━━ Extracto proporcionado

León XII y Belli «no vax»
Pero el ambicioso programa de vacunación no llegó a despegar, debido a la dificultad de convencer a la población y superar los prejuicios. En septiembre de 1824 el sucesor del Papa Chiaramonti, León XII, con una circular suprimió la vacunación obligatoria establecida dos años antes, declarando que se podía vacunar, siempre gratuitamente, de forma voluntaria y opcional. Para saludar esta decisión con satisfacción un famoso «no vax», Giovanni Gioacchino Belli, en un soneto titulado «Er linnesto» escribió: «Sia bbenedetto li Papa Leoni/ e ssin che cce ne sò, Ddio li conzoli/ c’ha llibberato li nostri fijjoli/ da st’innoccolerie de vormijjoni./Vedi che bell’idee da framasoni /d’attaccajje pe fforza li vaglioli/ pe ffajje arisvejjà ll’infantijjoli!/ Iddio scià mmessa la Madre Natura/ su st’affari, coll’obbrigo prisciso/ de mannà cchi jje pare in zepportura./ Guarda mó, ccazzo!, pe ssarvajje er viso/ da du’ tarme, se leva a una cratura/ la sorte d’arrobbasse er paradiso”. Belli atribuía a los «masones» la idea de querer inocular el virus de la viruela y lamentaba el hecho de que la vacuna se apartara del papel encomendado por Dios a la madre naturaleza y quitara a una criatura «¡la fortuna de ganarse el Paraíso!
El sucesor de León, Gregorio XVI, dio un nuevo impulso a las campañas de vacunación, recuperando la mayor parte de la legislación de Pío VII y Consalvi y estableciendo en 1834 la Congregación especial de Sanidad. Fue el Papa Gregorio quien ordenó la vacunación obligatoria de los reclusos en las cárceles del Estado Pontificio.
Pío IX y los «due pauli»
Con la elección de Giovanni Maria Mastai Ferretti, el último Papa-rey, los esfuerzos de vacunación continuaron y se intensificaron las campañas para ofrecer cobertura antivacunas a los más pobres. Ante el recrudecimiento de la epidemia de viruela, en 1848 Pío IX promovió una campaña de vacunación con especial atención a los sectores más pobres de la población, implicando a las parroquias, a las que se pidió que facilitaran los nombres de los candidatos a la vacuna. El Papa Mastai, con la notificación fechada el 23 de abril, estableció también un pequeño premio en dinero -due pauli- para aquellos que, tras ser vacunados gratuitamente, volvieran ocho días después para que los médicos comprobaran el éxito de la vacunación.

━━━━

# [Tarea requerida]
Enumera todos los años escritos en cifras en el extracto sobre la vacunación en el Estado Pontificio.

━━ Registros proporcionados

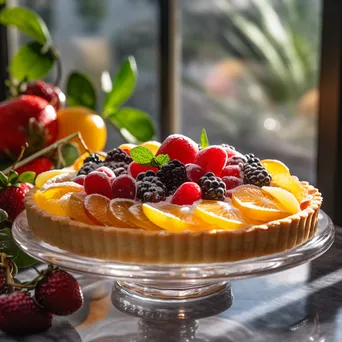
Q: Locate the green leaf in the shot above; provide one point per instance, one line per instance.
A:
(27, 177)
(13, 177)
(135, 121)
(123, 85)
(69, 153)
(162, 159)
(31, 62)
(141, 155)
(26, 21)
(80, 91)
(8, 246)
(3, 215)
(204, 139)
(3, 179)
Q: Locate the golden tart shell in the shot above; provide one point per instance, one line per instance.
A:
(163, 247)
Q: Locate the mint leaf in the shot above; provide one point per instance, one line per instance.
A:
(162, 159)
(13, 177)
(135, 121)
(27, 177)
(123, 85)
(141, 155)
(69, 153)
(204, 139)
(8, 246)
(3, 179)
(3, 215)
(31, 62)
(80, 91)
(26, 21)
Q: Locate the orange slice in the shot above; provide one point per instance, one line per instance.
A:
(274, 166)
(119, 209)
(139, 218)
(57, 190)
(47, 175)
(77, 210)
(173, 218)
(220, 214)
(288, 201)
(257, 204)
(97, 207)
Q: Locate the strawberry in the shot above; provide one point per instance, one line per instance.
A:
(27, 118)
(38, 166)
(47, 91)
(59, 293)
(179, 147)
(20, 314)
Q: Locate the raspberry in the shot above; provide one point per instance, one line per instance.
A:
(98, 183)
(87, 168)
(93, 158)
(20, 314)
(134, 169)
(179, 147)
(59, 293)
(212, 159)
(150, 187)
(124, 187)
(173, 174)
(232, 171)
(187, 194)
(213, 188)
(255, 173)
(118, 155)
(194, 172)
(232, 182)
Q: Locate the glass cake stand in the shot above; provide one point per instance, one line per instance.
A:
(169, 299)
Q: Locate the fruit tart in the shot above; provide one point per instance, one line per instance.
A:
(173, 202)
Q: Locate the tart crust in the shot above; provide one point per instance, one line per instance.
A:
(163, 247)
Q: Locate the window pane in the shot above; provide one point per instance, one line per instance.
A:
(93, 36)
(250, 73)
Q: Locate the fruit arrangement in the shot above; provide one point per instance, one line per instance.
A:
(175, 185)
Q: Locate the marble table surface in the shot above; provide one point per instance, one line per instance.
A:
(298, 305)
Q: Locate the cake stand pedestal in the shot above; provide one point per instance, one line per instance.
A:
(169, 299)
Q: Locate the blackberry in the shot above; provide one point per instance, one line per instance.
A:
(118, 155)
(150, 187)
(88, 167)
(255, 173)
(93, 158)
(212, 187)
(173, 175)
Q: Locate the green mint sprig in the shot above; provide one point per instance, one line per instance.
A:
(143, 156)
(204, 139)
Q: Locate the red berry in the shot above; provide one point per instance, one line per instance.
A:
(124, 187)
(98, 183)
(212, 159)
(38, 166)
(187, 194)
(179, 147)
(106, 170)
(12, 199)
(194, 172)
(79, 179)
(59, 293)
(134, 169)
(47, 91)
(232, 170)
(20, 314)
(232, 182)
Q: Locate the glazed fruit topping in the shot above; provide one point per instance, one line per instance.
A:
(212, 159)
(213, 188)
(187, 194)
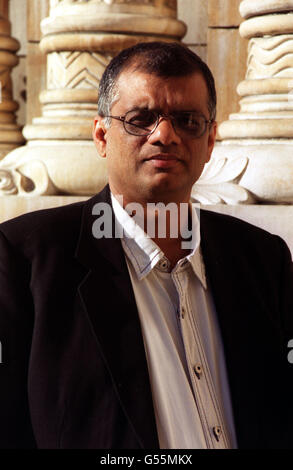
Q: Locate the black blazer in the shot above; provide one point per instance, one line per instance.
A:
(74, 372)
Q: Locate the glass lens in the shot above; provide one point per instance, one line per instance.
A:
(191, 123)
(140, 121)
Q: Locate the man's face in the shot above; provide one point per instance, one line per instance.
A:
(163, 166)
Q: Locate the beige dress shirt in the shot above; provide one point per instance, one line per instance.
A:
(182, 341)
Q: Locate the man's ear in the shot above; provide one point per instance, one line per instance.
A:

━━━━

# [Respuesta final]
1824, 1834, 1848